提示された抜粋 =>
燃料電池システム(1)は、カソード領域(3)とアノード領域(4)とを有する少なくとも1つの燃料電池を含んでいる。その他に、この燃料電池システム(1)は、少なくとも1つの装置(12、13、22)を有しており、この装置内を、一方でカソード領域(3)へ流れる供給エアフローが通過し、他方ではカソード領域(3)からくる排出ガスフローが通過する。さらに、このシステムは、燃料含有ガスを熱変換するための触媒作用のある材料を有している。本発明に基づき、触媒作用のある材料を備える第1のユニット(18)が、供給エアフローの流れる方向に向かって、少なくとも1つの装置(12、13、22)の手前に配置されている。この第1のユニット(18)には、この場合、アノード領域(4)からの排出ガスが燃料含有ガスとして供給可能である。触媒作用のある材料を備える第2のユニット(19)は、供給エアフローの流れる方向に向かって、少なくとも1つの装置(12、13、22)の後に配置されている。

Description

本発明は、請求項1の前提部分に詳しく定義されている種類の、少なくとも1つの燃料電池を備える燃料電池システムに関する。
特許文献1は、アノード回路を備える燃料電池システムを示している。特許文献1は、この場合、アノードガスの再循環回路において、アノード回路の部分から時々排出しなければならない水素含有ガスの取扱いについて報告している。このために、燃料電池のカソード領域への供給エア部分に水素含有ガスを運び込むことが提案され、それによって、この水素含有ガスは、特に、いずれにせよカソード領域にある触媒の部分で、供給エアの酸素と反応する。
燃料電池のアノード領域から水素含有ガスを供給することは、反応時に上昇する温度に関して、燃料電池のカソード領域への供給エアの調整に不利に作用する。さらに、セル自体に取り付けられている触媒部分において反応が起きるため、燃料電池の急速な劣化が生じる。従って、この構造には、上述の欠点を増大させないために、その使用において、特に、水素含有ガスの変換可能な量に関しても、極めて限定されるという難点がある。そのため、適用には決定的な欠点が伴うため、これらの欠点を最小化するために水素含有ガスが量的に制限されることから、アノード再循環回路を備える構造での使用に限定されている。
さらに、特許文献2から、アノード再循環回路を備える燃料電池システムが公知である。このシステムの場合、アノード回路から排出される排出ガスが、時々、カソード領域からの排出ガス、一般的には排出エアと混合され、触媒作用のあるバーナーで燃焼される。除湿された排出エアとアノード領域の排出ガスとの触媒作用のある燃焼では、燃料電池システムの冷却回路を加熱するために利用できる相応の熱量が生じる。
この作動方法は、この種の燃料電池システムのコールドスタートには相応の利点となるのは確かだが、ノーマルモードにとっては、この廃熱を冷却水に供給することは非常に危険である。というのも、例えば、車両で使用する場合に利用可能な放熱面積では、燃料電池を十分に冷却することができないか、もしくは不十分にしか冷却できないからである。その他に、特許文献2の構造では、触媒作用のあるバーナー部分において発生する廃熱は、コールドスタート以外では積極的に利用されない。

やること =>
1. 燃料電池システムの抜粋のうち、「特許文献1は、アノード回路を」から「外では積極的に利用されない。」までの部分を、一字も変えずに繰り返してください。
2. 燃料電池システムの抜粋の最後の文に続けて、本文を書き進めてください。

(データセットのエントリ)
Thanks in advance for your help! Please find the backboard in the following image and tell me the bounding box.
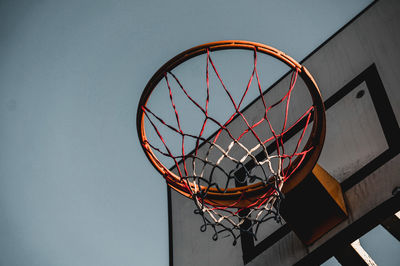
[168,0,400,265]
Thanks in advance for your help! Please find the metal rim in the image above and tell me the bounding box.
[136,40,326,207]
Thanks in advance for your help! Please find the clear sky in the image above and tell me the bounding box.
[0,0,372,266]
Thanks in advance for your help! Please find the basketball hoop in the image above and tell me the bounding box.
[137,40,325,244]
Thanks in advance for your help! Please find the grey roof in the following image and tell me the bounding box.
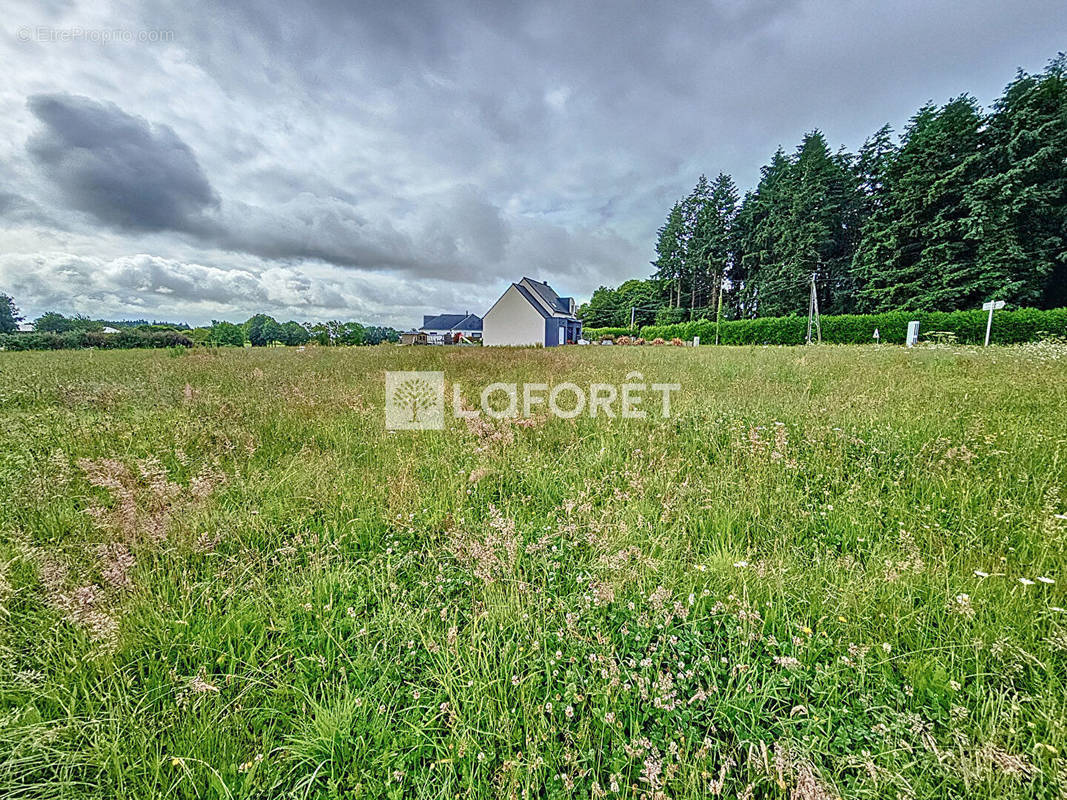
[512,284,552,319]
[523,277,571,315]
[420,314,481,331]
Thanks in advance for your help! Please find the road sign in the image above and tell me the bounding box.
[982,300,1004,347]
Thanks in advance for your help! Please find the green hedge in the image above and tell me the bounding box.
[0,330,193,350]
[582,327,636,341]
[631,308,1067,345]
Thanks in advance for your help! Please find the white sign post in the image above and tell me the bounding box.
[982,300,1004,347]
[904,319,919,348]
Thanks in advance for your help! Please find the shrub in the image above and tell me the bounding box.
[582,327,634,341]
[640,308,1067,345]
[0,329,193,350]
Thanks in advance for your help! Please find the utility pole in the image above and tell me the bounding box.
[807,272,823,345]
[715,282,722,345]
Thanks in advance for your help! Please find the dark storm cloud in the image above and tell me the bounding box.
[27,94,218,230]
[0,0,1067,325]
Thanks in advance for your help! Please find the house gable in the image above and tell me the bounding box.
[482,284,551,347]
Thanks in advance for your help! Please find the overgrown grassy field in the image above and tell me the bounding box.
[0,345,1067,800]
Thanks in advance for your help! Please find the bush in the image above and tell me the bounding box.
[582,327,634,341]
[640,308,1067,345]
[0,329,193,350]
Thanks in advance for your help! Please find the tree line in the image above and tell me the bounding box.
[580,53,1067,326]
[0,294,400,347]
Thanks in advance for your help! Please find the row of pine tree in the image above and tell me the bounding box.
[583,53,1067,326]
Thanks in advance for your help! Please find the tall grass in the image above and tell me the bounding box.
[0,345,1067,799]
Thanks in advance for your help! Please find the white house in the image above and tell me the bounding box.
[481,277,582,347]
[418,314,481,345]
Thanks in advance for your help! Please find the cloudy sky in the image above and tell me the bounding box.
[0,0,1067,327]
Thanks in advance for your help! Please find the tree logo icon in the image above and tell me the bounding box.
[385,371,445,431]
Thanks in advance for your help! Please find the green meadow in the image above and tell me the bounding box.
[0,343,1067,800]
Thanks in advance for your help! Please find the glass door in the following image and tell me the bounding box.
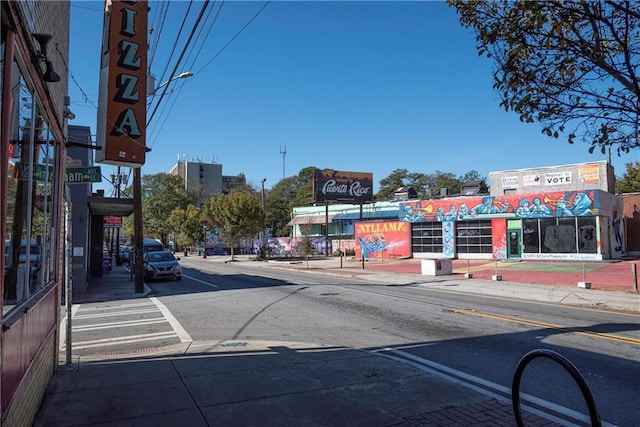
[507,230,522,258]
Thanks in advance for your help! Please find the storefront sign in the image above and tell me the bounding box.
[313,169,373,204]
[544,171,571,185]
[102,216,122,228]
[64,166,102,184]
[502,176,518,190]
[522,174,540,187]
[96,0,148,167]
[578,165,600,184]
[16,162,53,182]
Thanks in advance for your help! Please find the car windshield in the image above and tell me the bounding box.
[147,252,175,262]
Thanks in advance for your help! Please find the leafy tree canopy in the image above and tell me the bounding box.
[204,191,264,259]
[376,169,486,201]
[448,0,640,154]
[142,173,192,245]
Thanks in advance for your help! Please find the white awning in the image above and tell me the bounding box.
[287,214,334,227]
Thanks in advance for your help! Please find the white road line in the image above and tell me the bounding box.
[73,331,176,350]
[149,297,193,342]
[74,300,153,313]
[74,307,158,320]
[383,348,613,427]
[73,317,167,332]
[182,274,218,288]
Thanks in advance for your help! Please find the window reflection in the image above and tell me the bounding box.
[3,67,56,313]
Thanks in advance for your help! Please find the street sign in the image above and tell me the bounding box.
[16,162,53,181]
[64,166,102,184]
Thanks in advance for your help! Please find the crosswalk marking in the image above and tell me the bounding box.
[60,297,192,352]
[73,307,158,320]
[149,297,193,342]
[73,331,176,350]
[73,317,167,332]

結果 =>
1.
特許文献1は、アノード回路を備える燃料電池システムを示している。特許文献1は、この場合、アノードガスの再循環回路において、アノード回路の部分から時々排出しなければならない水素含有ガスの取扱いについて報告している。このために、燃料電池のカソード領域への供給エア部分に水素含有ガスを運び込むことが提案され、それによって、この水素含有ガスは、特に、いずれにせよカソード領域にある触媒の部分で、供給エアの酸素と反応する。
燃料電池のアノード領域から水素含有ガスを供給することは、反応時に上昇する温度に関して、燃料電池のカソード領域への供給エアの調整に不利に作用する。さらに、セル自体に取り付けられている触媒部分において反応が起きるため、燃料電池の急速な劣化が生じる。従って、この構造には、上述の欠点を増大させないために、その使用において、特に、水素含有ガスの変換可能な量に関しても、極めて限定されるという難点がある。そのため、適用には決定的な欠点が伴うため、これらの欠点を最小化するために水素含有ガスが量的に制限されることから、アノード再循環回路を備える構造での使用に限定されている。
さらに、特許文献2から、アノード再循環回路を備える燃料電池システムが公知である。このシステムの場合、アノード回路から排出される排出ガスが、時々、カソード領域からの排出ガス、一般的には排出エアと混合され、触媒作用のあるバーナーで燃焼される。除湿された排出エアとアノード領域の排出ガスとの触媒作用のある燃焼では、燃料電池システムの冷却回路を加熱するために利用できる相応の熱量が生じる。
この作動方法は、この種の燃料電池システムのコールドスタートには相応の利点となるのは確かだが、ノーマルモードにとっては、この廃熱を冷却水に供給することは非常に危険である。というのも、例えば、車両で使用する場合に利用可能な放熱面積では、燃料電池を十分に冷却することができないか、もしくは不十分にしか冷却できないからである。その他に、特許文献2の構造では、触媒作用のあるバーナー部分において発生する廃熱は、コールドスタート以外では積極的に利用されない。

2.
もう1つの従来技術については、特許文献3が参照される。特許文献3の燃料電池システムは、「冷却」と「加湿」の両方の機能を組み合わせた交換装置を含んでいる。特許文献3で機能ユニットと呼ばれているこの交換装置は、燃料電池の排出エアから燃料電池の供給エアへの物質の流れを可能にし、同様に、一方では、圧縮装置によって加熱された供給エアから比較的冷たい排出エアへの熱交換が行われる。特許文献3では、その他に、燃料電池システムのエア供給が、一方ではタービンによって、及び/又は他方では電気モータによって駆動可能なコンプレッサによって実現される構造を示している。燃料電池システムで一般的に知られているこの構造は、エレクトリックターボチャージャとも呼ばれており、タービンによって、少なくともコンプレッサの駆動と、余剰出力がある場合はジェネレータである電気機械の駆動とを補助することができる。
独国特許出願公開第 10115336A1明細書 米国特許出願公開第2005/0019633A1明細書 独国特許出願公開第 102007003144A1明細書
従って、本発明の課題は、燃料電池システム内で有効に使用することができ、上述の欠点を回避する追加の熱の発生と同様に、水素含有ガスの変換が可能となるように、燃料電池システムを改善することである。
本発明に基づき、この課題は、請求項1の表示された部分の特徴によって解決される。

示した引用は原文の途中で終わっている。